Supplied information:
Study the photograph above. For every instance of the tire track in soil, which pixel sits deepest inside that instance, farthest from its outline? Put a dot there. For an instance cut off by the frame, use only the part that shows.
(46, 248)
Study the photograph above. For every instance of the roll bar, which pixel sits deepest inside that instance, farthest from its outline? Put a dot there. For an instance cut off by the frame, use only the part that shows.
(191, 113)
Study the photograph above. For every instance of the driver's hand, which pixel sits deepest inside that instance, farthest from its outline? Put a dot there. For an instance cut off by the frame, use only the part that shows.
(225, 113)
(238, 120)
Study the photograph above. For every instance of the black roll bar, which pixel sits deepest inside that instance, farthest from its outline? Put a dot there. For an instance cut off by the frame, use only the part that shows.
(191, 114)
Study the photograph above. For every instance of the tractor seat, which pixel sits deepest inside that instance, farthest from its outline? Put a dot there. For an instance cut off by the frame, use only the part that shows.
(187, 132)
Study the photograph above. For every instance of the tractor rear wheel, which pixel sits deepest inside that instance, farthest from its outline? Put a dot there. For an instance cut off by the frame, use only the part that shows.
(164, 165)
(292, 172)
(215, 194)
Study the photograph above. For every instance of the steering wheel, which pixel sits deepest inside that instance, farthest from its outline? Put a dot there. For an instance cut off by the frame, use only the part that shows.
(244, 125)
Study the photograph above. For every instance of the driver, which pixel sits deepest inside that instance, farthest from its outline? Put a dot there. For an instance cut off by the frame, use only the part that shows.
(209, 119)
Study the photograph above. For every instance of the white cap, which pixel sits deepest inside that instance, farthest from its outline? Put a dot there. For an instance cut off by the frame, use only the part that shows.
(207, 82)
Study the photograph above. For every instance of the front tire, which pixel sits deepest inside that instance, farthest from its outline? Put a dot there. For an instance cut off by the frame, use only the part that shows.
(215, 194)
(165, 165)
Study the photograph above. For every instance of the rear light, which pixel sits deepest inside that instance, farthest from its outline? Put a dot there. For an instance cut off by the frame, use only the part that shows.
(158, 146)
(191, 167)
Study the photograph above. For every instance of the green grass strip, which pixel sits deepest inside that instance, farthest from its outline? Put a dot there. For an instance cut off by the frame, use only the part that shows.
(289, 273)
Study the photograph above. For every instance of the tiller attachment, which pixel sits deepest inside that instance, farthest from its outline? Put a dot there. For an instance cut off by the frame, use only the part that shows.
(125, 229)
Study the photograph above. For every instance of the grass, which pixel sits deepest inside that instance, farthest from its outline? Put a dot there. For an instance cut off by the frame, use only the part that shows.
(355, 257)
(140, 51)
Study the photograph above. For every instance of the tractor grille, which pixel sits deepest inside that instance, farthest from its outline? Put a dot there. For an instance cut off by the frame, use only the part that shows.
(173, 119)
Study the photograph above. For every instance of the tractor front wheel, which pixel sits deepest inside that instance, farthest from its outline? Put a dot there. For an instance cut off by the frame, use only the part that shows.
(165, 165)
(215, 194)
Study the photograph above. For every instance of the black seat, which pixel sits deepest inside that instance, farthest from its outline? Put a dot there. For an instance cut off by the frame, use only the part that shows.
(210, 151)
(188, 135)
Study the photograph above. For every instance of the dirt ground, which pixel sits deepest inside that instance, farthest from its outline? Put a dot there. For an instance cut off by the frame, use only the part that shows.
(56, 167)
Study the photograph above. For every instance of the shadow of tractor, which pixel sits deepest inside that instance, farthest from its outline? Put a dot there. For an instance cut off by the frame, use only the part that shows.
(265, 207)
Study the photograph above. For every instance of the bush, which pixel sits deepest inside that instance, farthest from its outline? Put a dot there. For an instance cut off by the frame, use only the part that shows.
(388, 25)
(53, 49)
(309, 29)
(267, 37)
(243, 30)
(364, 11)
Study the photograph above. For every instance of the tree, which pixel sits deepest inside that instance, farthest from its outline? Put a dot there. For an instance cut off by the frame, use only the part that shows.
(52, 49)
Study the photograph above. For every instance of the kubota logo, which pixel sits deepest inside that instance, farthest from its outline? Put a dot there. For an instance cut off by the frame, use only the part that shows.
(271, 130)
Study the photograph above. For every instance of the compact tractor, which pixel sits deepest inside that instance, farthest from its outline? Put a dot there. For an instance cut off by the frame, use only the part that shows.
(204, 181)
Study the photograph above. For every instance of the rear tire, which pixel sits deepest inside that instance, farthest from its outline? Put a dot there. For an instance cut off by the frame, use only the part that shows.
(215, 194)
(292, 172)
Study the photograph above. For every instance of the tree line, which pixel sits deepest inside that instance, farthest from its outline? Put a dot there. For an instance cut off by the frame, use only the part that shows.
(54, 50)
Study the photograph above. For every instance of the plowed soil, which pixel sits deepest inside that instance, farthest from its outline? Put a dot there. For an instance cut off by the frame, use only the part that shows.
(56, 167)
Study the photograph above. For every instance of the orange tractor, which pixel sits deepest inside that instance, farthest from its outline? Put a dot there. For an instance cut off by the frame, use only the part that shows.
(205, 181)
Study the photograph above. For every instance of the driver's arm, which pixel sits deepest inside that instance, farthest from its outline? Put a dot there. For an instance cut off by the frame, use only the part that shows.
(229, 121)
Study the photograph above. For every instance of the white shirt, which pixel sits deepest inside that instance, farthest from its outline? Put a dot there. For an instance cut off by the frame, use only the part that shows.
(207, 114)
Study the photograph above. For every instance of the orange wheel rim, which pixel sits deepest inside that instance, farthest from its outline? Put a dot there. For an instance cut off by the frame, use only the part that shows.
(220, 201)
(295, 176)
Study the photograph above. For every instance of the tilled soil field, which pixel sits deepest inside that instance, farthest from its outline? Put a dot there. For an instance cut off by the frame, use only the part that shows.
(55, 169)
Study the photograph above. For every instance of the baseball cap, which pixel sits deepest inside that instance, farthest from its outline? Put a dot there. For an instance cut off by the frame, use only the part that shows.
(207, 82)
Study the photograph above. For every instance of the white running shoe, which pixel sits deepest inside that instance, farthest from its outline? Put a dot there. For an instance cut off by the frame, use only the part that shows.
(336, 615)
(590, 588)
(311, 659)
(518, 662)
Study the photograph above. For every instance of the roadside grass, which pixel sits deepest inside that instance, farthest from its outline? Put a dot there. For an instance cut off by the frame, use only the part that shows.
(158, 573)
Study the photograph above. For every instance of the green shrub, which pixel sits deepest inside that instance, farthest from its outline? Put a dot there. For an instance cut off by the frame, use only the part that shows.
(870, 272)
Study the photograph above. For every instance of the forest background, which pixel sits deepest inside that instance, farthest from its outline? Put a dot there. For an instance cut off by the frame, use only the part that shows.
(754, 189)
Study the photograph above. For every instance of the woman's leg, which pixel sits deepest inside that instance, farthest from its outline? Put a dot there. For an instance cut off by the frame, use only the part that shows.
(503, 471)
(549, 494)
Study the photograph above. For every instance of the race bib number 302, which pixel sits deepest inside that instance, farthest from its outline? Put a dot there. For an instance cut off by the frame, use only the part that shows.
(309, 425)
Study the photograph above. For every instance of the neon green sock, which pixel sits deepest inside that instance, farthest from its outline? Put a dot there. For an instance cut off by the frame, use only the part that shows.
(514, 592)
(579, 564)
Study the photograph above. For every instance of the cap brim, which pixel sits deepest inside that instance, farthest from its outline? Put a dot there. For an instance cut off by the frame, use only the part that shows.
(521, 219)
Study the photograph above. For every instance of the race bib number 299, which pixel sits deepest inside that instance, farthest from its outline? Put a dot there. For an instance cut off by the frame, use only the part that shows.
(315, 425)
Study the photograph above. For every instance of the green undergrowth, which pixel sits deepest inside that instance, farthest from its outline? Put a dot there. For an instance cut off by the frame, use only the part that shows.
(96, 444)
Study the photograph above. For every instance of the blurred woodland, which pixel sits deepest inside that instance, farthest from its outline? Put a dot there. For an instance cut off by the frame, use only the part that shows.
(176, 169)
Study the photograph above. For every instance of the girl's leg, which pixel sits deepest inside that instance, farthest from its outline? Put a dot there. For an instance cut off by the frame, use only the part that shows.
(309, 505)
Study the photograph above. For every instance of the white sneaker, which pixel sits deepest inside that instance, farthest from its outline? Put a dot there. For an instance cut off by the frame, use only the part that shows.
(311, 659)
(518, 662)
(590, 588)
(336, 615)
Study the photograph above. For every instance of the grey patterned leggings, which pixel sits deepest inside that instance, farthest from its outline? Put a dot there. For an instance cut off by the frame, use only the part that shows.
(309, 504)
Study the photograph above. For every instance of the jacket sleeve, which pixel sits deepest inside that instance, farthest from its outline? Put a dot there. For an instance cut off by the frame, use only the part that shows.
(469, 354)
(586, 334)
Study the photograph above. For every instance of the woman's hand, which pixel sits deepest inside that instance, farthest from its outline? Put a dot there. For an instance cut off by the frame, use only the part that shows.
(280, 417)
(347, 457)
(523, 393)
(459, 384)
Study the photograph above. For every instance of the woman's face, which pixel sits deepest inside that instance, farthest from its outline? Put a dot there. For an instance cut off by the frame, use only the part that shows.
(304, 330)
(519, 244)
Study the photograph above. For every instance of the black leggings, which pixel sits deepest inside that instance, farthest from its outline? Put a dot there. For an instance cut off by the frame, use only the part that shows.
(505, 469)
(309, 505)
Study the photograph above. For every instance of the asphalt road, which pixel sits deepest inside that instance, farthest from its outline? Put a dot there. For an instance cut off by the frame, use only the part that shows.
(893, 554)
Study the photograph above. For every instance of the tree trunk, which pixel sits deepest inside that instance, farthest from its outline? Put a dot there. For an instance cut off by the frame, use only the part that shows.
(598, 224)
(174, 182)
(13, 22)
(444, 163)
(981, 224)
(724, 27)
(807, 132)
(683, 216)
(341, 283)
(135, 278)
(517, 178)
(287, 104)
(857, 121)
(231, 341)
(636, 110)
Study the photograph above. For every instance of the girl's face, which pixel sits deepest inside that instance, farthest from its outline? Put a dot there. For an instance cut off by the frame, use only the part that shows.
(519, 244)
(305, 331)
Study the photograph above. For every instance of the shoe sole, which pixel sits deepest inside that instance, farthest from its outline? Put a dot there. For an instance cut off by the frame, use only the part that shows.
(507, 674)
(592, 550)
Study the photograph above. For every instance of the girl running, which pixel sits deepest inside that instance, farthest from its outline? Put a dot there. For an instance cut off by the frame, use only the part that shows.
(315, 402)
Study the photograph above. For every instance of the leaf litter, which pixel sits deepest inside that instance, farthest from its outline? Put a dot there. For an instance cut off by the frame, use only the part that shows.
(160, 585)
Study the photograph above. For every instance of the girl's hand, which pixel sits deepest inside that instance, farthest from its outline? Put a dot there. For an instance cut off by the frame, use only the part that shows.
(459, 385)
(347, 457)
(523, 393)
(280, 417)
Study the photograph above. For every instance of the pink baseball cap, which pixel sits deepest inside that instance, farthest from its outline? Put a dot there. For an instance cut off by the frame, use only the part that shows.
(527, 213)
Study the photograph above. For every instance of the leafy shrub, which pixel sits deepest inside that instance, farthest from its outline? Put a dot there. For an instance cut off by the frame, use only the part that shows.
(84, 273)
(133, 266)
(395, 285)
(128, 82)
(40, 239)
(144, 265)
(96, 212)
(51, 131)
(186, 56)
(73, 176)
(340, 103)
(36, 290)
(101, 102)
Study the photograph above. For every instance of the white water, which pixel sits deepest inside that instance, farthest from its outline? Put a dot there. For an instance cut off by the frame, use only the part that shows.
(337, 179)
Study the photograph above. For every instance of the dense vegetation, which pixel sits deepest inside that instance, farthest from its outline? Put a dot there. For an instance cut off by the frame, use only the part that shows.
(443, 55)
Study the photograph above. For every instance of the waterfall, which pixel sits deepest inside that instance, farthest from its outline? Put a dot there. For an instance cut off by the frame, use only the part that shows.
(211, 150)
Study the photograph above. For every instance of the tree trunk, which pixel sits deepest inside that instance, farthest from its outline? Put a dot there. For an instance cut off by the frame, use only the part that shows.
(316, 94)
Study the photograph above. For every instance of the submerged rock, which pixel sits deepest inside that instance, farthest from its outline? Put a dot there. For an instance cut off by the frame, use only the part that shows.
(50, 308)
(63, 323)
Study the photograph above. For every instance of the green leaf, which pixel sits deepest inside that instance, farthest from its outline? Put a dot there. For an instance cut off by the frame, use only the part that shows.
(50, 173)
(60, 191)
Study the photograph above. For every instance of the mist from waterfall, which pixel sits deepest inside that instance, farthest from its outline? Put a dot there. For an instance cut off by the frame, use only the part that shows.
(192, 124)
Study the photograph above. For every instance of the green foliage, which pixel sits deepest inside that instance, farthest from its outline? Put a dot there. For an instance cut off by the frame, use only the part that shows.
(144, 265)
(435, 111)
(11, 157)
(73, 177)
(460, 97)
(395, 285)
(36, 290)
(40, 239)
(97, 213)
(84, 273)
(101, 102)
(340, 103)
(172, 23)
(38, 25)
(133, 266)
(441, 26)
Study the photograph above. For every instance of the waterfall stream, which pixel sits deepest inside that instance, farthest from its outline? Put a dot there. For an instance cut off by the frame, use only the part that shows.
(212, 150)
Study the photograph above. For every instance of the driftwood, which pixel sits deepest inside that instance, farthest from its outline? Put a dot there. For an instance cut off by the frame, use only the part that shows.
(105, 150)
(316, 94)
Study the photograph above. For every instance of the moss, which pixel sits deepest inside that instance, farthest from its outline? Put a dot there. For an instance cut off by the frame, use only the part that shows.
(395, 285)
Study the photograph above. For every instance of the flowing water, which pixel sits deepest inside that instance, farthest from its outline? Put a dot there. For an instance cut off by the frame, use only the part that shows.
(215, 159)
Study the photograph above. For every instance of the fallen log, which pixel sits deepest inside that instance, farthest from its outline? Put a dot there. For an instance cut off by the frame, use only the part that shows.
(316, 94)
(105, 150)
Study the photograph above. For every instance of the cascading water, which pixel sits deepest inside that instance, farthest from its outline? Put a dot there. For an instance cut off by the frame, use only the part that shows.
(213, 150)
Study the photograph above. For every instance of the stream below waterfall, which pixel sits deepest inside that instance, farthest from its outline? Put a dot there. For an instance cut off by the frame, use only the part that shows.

Work to complete:
Extract every line from the one containing "Study the photograph above. For every instance of the fallen" to the end of the entries, including both of those lines, exactly as given and with nothing added.

Complete answer:
Study the photograph above. For every instance of the fallen log, which pixel sits deepest inside that instance, farthest from its outline? Put a dot there. For an instance cut off by the frame, use only the part that shows.
(316, 94)
(105, 150)
Study the photograph above. For every instance of the cascading water, which pixel sits deepest inside that instance, farthest from its outline? Put a dot there. For an instance cut off by the frame, use only the part that shows.
(213, 150)
Study the photograph above. For every instance of the stream below waterfall, which pixel sits deepest inside that instance, farthest from its outline? Put a dot there. For an instance cut off by the frame, use only the part that shows.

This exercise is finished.